→ **Text shown**:

Brian Charles Chatton (born 19 July 1948 in Farnworth, Lancashire, England) is an English keyboardist, author and songwriter. He played with bands like the Warriors with singer Jon Anderson and then formed another group named Hickory with drummer and singer Phil Collins, they changed their name for Flaming Youth. Then he joined ex-bassist of The Nice, Lee Jackson, when the latter formed the second lineup of a band called Jackson Heights.

Biography

Early years
Chatton was born in Farnworth, Lancashire, England. From 1950 to 1965, the family lived in Kearsley.

From 1961, Chatton was in The Three Jets with lead guitarist Barry Reynolds (b. 27 October 1949, Bolton, Lancashire, England) and drummer Johnny Pickup.

From November 1965 to 1967, Chatton was in the Warriors, with Jon Anderson on vocals, his brother Tony Anderson on vocals and harmonica, Rod Hill and Mike Brereton on guitars, Dave Foster on bass (later in Badger with ex-Yes keyboardist Tony Kaye) and future King Crimson drummer Ian Wallace. Jon would eventually join Yes. When Chatton and Anderson moved to London, Chatton met Phil Collins and they formed a band to back John Walker of The Walker Brothers. Leaving Walker, the pair formed their own band, Hickory, which then evolved into Flaming Youth.

1970s
He played keyboards in Jackson Heights from their second album on. Around 1974, he was in Snafu for a short period, alongside Micky Moody and Colin Gibson. He appeared on their third album, All Funked Up, released 1975. He was on the first Rock Follies album in 1976. He joined a band put together by Chas Chandler (Animals) and backed Eric Burdon for 8 months, which included dates with both Santana, and Journey at Wembley Stadium. He also wrote the music for Eric's lyrics for a movie featuring Terence Stamp, called "Les Human." He did various sessions in London, playing with Ginger Baker. 3–5-year touring, recording and touring with John Miles band. Toured in America for first time. Roger Glover (Deep Purple) Mike Giles (King Crimson) Jack Green (Marc Bolan/Pretty Things) played on 4 of Jack's albums. Nico McBrain, Pat Travers, Iron Maiden, John Porter, Shep Pettibone (Producer – Pet Shop Boys)

In July 1979, Chatton joined Anderson, Allan Holdsworth, Jack Bruce and Adrian Tilbrook for a one-off performance in London as The All-Star Rock Band.

1980s
He wrote "Take My Love and Run" for The Hollies, their last Polydor single, released in 1981. He also appeared with The Hollies when they promoted the single on TV. He wrote further material for the band's next album, What Goes Around.

He toured with Meatloaf in 1984.

He co-wrote the title track of Madness, Money & Music, Sheena Easton's third album.

→ **Required task**:
Copy word for word the passage of the Brian Chatton biography from "From 1961, Chatton" to "into Flaming Youth.".

→ **Dataset extract**:

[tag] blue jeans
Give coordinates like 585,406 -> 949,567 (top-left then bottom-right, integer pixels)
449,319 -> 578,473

→ **Task result**:
From 1961, Chatton was in The Three Jets with lead guitarist Barry Reynolds (b. 27 October 1949, Bolton, Lancashire, England) and drummer Johnny Pickup.

From November 1965 to 1967, Chatton was in the Warriors, with Jon Anderson on vocals, his brother Tony Anderson on vocals and harmonica, Rod Hill and Mike Brereton on guitars, Dave Foster on bass (later in Badger with ex-Yes keyboardist Tony Kaye) and future King Crimson drummer Ian Wallace. Jon would eventually join Yes. When Chatton and Anderson moved to London, Chatton met Phil Collins and they formed a band to back John Walker of The Walker Brothers. Leaving Walker, the pair formed their own band, Hickory, which then evolved into Flaming Youth.